-- Start of Entries shown --

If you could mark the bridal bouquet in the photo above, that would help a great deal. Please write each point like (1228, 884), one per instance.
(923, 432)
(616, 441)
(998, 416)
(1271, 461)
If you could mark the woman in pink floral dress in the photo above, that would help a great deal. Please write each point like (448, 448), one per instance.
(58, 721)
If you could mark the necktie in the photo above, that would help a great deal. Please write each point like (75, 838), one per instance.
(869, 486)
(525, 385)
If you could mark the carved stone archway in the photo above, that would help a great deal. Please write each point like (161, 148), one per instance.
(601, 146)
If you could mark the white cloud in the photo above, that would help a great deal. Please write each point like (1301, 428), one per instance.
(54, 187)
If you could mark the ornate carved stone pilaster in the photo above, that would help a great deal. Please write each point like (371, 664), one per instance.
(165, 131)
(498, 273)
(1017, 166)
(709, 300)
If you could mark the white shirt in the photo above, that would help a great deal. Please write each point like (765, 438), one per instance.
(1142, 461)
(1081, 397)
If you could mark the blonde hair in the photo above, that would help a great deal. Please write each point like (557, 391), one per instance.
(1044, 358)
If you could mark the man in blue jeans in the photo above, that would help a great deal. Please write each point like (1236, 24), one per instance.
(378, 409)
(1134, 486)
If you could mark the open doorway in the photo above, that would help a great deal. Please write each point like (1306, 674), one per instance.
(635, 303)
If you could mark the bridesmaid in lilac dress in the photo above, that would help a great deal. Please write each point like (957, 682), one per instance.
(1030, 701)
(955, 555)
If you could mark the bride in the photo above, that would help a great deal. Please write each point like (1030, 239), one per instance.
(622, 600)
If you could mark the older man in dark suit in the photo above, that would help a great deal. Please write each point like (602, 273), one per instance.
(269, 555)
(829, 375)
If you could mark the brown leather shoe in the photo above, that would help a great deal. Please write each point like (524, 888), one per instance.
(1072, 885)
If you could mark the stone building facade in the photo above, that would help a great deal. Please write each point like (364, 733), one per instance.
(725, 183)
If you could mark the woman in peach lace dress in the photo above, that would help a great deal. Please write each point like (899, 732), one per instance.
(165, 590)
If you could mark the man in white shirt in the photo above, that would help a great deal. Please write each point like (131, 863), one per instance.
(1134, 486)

-- End of Entries shown --

- _Written request_: Reproduce the listing above word for word, keeping every line in its original order.

- _Answer to the problem_:
If you could mark the bridal bouquet in the photo above, that would help a great deal. Please write each point like (1228, 884), one per instance.
(923, 432)
(616, 441)
(998, 416)
(1271, 461)
If you could mark the woman in pink floral dress in the photo above, that would help a great deal. Please write each point like (448, 448), one per instance.
(58, 721)
If you could mark the necktie in the photo above, that would help a great deal. Please write each point like (75, 838), one per instance.
(869, 486)
(525, 385)
If you could mark the carved stone archway in the photo above, that would help a great deal. Please write each point like (161, 148), one per instance.
(601, 146)
If you could mark the white cloud in the photo above, that would help a great deal. Please write each point like (1301, 428), one per instance.
(54, 187)
If you could mark the ornate carved stone pilaster in the photo above, that would help a great deal. Please write each point like (371, 664), one per instance.
(165, 131)
(498, 273)
(1017, 166)
(709, 300)
If you could mark the white shirt in the photo above, that would help a great deal. Please write each point like (765, 438), one per instance.
(1142, 461)
(1081, 397)
If you could mark the blonde hair in the photo above, that would help a great deal. Please write each point like (557, 391), one per instance.
(1044, 358)
If you could mark the man in blue jeans in the photo above, that would help a great deal. Please write each point like (1236, 24), one per instance.
(378, 409)
(1134, 486)
If you could mark the open doorway in the photo above, that would help a great deal. Please write each point like (1306, 674), one per instance.
(635, 303)
If you could mark the bridesmaid in lilac dress in the photo above, that would help a great deal. Please write each point like (957, 682), one per instance.
(1030, 701)
(955, 555)
If you could mark the bride in the photo above, that would help a great deal. Please write each point like (1030, 239), one per instance.
(622, 600)
If you could mark the older man in dark suit in the photo above, that would help a great deal. Please write each point like (602, 273), one per instance.
(269, 555)
(829, 375)
If you could mark the brown leather shoe in the photo above, that would help a great deal. Please write each point like (524, 888), one per instance.
(1072, 885)
If you could mark the stone building facade in the photo above, that would help a great deal. Please write each point like (364, 733), one per instance.
(725, 183)
If you could mark the woman in peach lace dress in the photo above, that would help a great deal. Please write each point like (899, 732), one per instance.
(165, 590)
If you could mark the man in white shirt in the photo above, that would help a great deal. Please write each point like (131, 863), one per instance.
(1134, 486)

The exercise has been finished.